§ Esercizio breve: Trova nei record qui sotto ogni riga che contiene la parola "camera" e copiala. Maiuscole e minuscole contano.

┄┄┄┄┄┄┄┄┄┄

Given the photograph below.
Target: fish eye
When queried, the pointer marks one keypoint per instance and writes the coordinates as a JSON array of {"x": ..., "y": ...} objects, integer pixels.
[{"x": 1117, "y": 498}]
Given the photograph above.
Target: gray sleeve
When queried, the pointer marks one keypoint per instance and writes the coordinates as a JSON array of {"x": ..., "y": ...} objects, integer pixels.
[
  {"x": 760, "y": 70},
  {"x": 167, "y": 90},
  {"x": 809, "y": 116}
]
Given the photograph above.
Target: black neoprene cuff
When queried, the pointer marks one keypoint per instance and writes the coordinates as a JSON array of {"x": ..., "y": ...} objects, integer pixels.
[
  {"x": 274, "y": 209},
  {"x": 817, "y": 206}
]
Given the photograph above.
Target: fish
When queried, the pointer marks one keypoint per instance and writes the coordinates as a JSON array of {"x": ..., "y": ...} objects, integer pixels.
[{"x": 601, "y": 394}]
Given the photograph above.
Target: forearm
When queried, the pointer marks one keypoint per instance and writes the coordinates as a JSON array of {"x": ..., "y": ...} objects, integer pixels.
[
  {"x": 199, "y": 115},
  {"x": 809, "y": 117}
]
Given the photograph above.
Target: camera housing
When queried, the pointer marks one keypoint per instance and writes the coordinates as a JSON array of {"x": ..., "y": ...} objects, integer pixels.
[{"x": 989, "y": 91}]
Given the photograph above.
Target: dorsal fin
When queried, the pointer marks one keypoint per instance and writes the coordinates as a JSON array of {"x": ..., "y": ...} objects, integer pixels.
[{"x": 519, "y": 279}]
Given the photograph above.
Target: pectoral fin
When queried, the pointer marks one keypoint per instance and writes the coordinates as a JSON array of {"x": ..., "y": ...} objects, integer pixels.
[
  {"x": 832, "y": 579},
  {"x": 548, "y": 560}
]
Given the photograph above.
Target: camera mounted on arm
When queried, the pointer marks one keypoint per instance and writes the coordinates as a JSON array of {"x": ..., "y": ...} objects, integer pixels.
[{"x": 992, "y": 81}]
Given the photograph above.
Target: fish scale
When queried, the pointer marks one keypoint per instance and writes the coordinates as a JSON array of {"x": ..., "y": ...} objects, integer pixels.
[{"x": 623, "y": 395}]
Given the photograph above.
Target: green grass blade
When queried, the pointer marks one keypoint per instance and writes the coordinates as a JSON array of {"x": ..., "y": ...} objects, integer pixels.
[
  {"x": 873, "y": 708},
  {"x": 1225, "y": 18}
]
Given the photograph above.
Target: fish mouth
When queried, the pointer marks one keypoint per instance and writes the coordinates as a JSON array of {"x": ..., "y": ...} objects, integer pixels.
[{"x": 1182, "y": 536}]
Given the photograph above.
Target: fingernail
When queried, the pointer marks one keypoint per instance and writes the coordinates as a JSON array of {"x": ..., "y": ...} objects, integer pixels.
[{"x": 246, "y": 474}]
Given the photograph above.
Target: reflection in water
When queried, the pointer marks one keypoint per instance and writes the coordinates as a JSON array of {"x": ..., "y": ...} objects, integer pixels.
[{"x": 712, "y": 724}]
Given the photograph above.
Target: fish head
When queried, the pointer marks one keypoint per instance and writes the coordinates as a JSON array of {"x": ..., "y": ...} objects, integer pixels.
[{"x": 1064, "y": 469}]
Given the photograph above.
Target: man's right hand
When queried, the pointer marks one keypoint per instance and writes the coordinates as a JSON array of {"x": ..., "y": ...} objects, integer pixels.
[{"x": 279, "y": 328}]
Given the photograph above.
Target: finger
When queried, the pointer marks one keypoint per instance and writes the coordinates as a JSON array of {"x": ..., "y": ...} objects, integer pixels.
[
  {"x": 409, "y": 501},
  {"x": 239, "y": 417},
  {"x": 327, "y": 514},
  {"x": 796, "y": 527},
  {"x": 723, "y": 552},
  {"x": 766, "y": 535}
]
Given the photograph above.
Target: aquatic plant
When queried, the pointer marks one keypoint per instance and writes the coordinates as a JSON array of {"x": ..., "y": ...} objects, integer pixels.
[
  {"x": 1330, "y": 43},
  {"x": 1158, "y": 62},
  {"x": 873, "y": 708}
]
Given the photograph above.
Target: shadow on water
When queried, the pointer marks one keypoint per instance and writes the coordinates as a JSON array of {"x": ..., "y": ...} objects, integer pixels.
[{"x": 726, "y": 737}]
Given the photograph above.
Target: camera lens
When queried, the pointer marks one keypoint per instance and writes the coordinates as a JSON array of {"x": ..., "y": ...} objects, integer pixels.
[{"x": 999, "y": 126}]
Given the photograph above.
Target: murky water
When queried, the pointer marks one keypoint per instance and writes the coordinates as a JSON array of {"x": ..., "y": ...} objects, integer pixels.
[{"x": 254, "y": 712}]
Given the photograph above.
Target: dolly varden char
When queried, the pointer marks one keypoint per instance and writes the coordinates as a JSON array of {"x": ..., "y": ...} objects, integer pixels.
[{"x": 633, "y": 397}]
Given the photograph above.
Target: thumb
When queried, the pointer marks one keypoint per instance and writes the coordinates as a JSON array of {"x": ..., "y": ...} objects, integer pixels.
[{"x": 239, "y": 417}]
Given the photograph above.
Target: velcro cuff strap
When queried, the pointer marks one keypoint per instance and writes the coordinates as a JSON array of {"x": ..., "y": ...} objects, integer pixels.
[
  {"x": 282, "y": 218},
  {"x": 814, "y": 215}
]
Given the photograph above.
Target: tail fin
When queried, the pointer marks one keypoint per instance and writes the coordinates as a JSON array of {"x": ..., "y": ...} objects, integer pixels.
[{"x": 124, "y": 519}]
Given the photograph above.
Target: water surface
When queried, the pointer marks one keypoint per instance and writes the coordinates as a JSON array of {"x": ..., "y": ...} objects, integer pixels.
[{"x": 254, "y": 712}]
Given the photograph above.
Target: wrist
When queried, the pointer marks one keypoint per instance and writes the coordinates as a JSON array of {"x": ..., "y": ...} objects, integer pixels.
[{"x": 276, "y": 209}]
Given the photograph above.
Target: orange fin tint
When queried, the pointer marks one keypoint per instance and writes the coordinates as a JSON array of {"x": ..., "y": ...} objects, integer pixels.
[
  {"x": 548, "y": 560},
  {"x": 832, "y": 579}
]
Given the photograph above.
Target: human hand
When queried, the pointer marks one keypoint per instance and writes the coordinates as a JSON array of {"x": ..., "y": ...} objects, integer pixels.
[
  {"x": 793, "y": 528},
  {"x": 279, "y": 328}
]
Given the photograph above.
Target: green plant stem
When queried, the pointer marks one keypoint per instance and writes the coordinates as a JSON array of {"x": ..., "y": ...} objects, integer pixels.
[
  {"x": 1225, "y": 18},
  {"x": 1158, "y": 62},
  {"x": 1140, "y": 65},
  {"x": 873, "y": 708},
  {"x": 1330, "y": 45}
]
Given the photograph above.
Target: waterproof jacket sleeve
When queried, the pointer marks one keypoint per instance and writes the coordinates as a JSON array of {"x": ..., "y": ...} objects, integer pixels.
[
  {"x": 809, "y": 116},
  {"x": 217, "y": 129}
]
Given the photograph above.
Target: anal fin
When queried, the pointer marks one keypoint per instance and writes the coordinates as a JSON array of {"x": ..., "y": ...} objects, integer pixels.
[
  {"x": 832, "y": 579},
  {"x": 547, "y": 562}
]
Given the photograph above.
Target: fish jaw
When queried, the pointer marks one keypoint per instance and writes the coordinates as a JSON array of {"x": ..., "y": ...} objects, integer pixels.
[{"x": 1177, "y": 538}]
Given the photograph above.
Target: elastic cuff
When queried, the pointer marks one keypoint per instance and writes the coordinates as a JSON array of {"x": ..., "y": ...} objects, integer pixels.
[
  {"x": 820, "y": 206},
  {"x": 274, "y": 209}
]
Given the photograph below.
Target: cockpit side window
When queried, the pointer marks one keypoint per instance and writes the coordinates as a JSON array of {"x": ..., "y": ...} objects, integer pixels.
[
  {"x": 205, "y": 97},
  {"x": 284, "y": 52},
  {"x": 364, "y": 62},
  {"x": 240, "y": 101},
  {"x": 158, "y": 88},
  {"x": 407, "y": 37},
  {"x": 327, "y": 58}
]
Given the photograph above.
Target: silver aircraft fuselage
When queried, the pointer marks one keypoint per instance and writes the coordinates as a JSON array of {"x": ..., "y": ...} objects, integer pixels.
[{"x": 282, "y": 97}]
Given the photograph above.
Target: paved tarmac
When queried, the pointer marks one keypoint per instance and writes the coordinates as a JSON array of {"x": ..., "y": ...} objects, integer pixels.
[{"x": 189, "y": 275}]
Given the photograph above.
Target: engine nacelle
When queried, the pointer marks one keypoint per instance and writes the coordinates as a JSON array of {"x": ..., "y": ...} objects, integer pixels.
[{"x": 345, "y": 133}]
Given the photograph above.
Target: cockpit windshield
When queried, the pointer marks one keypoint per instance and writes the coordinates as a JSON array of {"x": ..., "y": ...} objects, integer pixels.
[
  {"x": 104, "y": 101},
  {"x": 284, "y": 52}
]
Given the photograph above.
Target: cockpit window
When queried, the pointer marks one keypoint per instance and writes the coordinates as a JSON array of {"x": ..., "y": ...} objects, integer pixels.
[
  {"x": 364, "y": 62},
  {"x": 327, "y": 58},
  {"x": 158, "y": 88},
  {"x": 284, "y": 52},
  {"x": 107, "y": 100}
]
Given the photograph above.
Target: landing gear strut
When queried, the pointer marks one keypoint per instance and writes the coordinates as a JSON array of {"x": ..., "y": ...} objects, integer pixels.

┄┄┄┄┄┄┄┄┄┄

§ Risultato corretto:
Target: camera housing
Target: camera mounted on arm
Target: camera lens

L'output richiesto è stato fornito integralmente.